* _Input records_
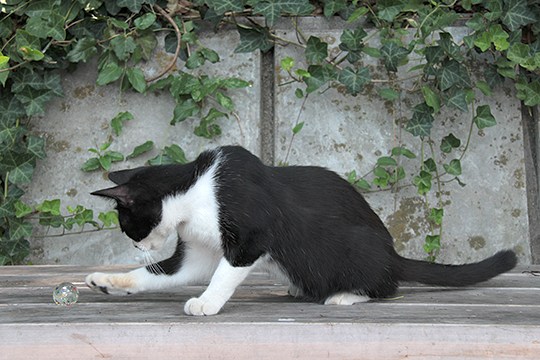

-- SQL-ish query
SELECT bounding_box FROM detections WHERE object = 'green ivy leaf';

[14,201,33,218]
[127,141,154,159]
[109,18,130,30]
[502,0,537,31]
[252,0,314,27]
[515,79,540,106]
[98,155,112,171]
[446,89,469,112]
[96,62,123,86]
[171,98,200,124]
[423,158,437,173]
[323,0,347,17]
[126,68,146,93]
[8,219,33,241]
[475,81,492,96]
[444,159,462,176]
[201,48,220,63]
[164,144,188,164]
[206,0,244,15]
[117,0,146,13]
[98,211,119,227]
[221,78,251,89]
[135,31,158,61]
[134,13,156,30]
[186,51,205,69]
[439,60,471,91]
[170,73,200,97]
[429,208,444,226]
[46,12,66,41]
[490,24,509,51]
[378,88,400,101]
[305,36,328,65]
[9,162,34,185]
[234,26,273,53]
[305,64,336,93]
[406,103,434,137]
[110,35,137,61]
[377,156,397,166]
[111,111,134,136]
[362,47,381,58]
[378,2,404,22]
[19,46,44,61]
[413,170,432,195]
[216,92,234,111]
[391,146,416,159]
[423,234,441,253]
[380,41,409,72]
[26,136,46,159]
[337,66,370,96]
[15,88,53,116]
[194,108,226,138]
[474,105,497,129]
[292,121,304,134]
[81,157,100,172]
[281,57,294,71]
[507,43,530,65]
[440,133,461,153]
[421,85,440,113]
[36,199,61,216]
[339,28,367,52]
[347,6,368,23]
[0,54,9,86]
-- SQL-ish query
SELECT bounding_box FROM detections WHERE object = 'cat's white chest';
--
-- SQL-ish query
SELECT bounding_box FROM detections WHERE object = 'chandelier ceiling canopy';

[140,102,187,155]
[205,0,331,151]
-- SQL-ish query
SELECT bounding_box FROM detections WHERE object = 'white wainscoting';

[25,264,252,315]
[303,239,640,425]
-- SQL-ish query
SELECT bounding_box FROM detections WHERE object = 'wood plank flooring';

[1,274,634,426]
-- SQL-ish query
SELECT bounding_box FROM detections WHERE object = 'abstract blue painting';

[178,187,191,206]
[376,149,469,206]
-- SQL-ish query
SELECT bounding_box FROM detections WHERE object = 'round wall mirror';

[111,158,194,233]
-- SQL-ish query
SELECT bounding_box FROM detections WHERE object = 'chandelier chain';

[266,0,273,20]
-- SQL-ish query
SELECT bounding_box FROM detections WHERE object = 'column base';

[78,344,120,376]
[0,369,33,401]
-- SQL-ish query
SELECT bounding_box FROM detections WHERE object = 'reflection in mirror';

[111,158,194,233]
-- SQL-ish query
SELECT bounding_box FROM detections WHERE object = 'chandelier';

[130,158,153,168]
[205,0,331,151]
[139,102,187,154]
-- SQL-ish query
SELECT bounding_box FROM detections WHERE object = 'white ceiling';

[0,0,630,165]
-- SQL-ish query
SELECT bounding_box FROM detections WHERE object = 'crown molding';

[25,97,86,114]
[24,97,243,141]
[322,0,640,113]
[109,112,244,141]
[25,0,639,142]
--
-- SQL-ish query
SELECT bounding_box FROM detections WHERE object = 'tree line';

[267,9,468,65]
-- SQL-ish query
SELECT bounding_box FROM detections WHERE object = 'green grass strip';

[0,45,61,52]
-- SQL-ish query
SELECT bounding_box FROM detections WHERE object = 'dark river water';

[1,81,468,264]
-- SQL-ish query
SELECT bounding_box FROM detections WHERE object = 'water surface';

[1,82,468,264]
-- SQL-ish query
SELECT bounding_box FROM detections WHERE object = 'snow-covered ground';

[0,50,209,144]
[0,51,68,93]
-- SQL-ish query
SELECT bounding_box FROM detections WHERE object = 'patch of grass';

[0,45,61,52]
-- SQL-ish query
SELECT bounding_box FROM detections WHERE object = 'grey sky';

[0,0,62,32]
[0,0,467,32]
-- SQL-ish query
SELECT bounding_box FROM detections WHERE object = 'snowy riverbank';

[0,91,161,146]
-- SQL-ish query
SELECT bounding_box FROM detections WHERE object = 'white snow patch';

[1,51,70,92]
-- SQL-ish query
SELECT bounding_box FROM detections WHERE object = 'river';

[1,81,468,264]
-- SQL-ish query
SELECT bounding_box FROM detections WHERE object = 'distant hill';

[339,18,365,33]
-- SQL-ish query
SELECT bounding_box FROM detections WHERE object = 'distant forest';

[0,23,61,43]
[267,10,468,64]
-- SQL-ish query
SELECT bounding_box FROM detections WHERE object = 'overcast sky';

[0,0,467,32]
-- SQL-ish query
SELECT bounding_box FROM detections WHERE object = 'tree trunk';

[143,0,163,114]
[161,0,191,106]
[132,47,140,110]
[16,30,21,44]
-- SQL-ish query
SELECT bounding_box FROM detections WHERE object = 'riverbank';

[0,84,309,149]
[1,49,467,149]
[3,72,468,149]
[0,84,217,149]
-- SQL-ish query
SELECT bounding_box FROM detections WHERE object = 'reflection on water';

* _What the task asks_
Of the entries above, transcribe exactly those lines that fall between the line containing "SELECT bounding_box FROM detections WHERE object = 'tree trunk';" and the line containing "object = 'reflection on water';", together with those two lines.

* _Solved problem_
SELECT bounding_box FROM detections WHERE object = 'tree trunk';

[143,0,163,114]
[161,0,191,106]
[132,47,140,110]
[16,30,21,44]
-- SQL-ish query
SELECT bounding_box FROM detections WHERE object = 'riverbank';

[0,84,309,149]
[1,49,467,149]
[3,72,468,149]
[0,84,217,149]
-- SQL-ish query
SELECT bounding_box FROM detections WHERE object = 'reflection on water';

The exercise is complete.